Print the full listing exactly.

+++ Materials provided

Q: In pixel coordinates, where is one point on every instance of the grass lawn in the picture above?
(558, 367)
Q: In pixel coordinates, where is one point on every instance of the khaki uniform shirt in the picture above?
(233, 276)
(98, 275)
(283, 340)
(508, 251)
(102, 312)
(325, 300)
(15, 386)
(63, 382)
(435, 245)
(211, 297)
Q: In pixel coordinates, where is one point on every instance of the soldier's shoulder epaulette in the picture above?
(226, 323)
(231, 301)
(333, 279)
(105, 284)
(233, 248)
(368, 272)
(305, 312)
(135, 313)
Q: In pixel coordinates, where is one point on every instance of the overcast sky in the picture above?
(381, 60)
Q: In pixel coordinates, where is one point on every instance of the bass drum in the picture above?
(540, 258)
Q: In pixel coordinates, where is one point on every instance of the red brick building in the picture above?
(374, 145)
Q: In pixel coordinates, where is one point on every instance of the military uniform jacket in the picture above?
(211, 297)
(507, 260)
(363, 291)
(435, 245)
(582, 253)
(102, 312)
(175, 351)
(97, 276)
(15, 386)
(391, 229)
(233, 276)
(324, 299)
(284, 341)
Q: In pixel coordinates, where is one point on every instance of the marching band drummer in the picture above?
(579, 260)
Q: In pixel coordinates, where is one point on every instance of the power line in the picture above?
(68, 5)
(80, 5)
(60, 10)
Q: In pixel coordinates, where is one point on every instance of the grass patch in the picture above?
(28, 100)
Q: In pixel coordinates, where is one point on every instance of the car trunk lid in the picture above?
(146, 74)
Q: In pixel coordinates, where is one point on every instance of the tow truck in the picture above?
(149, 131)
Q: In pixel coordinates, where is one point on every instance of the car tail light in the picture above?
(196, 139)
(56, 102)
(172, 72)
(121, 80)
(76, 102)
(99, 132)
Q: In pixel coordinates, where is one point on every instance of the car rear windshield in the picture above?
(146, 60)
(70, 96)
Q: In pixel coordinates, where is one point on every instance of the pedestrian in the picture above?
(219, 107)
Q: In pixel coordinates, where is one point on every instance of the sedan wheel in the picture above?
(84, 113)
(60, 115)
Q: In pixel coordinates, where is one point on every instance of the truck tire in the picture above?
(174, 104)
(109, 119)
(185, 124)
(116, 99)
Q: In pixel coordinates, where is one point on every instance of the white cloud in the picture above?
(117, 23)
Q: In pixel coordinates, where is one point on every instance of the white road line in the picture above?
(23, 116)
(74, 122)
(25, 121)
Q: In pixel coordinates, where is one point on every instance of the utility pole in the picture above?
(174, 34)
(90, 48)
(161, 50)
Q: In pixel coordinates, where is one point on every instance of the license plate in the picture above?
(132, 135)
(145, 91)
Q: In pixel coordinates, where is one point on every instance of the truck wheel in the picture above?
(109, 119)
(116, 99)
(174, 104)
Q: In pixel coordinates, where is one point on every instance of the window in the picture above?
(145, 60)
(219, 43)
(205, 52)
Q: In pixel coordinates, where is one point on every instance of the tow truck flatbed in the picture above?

++++++

Solution to this task ->
Q: In pixel coordinates, where is one point on every instance of the grass lawn in the picture above?
(558, 367)
Q: In pixel coordinates, where is one point on every instance of the khaki uniform shirt in the picture above?
(233, 276)
(98, 275)
(283, 340)
(508, 251)
(102, 312)
(325, 300)
(15, 386)
(63, 382)
(435, 245)
(211, 297)
Q: In pixel coordinates, where is one point on every instance of the soldier's shoulder epaulette in the picture above?
(226, 323)
(231, 301)
(333, 279)
(105, 284)
(233, 248)
(368, 272)
(305, 312)
(135, 313)
Q: In pixel coordinates, where is one point on every instance of the overcast sky in the picture above?
(381, 60)
Q: In pixel coordinates, where is one point on every instance of the bass drum in the picture above?
(540, 258)
Q: In pixel coordinates, where is one point on every instance of the red brick building in the picture above?
(374, 145)
Q: In pixel coordinates, where is one point on every instance of the military uniform jacket in the picture above?
(211, 297)
(507, 260)
(363, 291)
(435, 245)
(582, 253)
(102, 312)
(175, 351)
(97, 276)
(15, 386)
(391, 229)
(233, 276)
(324, 299)
(284, 341)
Q: In pixel coordinates, where is one point on every instance of the marching band drummer in the picture above?
(579, 260)
Q: In pixel coordinates, where is one point on every instance of the power line in the picture above?
(68, 5)
(80, 5)
(60, 10)
Q: In pixel coordinates, where is one point on every instance of the grass patch in the picture above?
(28, 100)
Q: In pixel coordinates, where is one point on every instance of the car trunk lid in the picture above?
(146, 74)
Q: In pixel coordinates, where is one point on every instance of the tow truck in the picture above?
(149, 131)
Q: In pixel coordinates, where is one point on every instance of the car tail light in the picture above?
(196, 139)
(56, 102)
(172, 72)
(121, 80)
(76, 102)
(99, 132)
Q: In pixel coordinates, where is one point on every instance of the car rear windshield in the picture above?
(146, 60)
(70, 96)
Q: In pixel coordinates, where is one point on every instance of the pedestrian in the picture above?
(219, 107)
Q: In pixel coordinates, where is one point on every instance of the sedan wheel in the picture above?
(84, 113)
(60, 115)
Q: In pixel coordinates, where is one point on every instance of the truck tire in the picture above?
(174, 104)
(109, 119)
(185, 124)
(116, 99)
Q: In pixel coordinates, where is one point on every instance of the white cloud in the picture above?
(117, 23)
Q: In pixel coordinates, where is one point on every instance of the white road line in the picture above?
(23, 116)
(74, 122)
(25, 121)
Q: In pixel coordinates, where is one point on every instance of the utility pole in the picture above?
(174, 34)
(90, 48)
(161, 50)
Q: In pixel coordinates, where is one point on every instance of the license plate in the picture above?
(132, 135)
(145, 91)
Q: In pixel coordinates, where is one point on every instance of the truck wheel in the picture above?
(109, 119)
(116, 99)
(174, 104)
Q: In pixel coordinates, where is one point on every instance of the window in the picture above?
(145, 60)
(219, 43)
(205, 52)
Q: In pixel coordinates, where is one point on every instance of the tow truck flatbed in the picture above?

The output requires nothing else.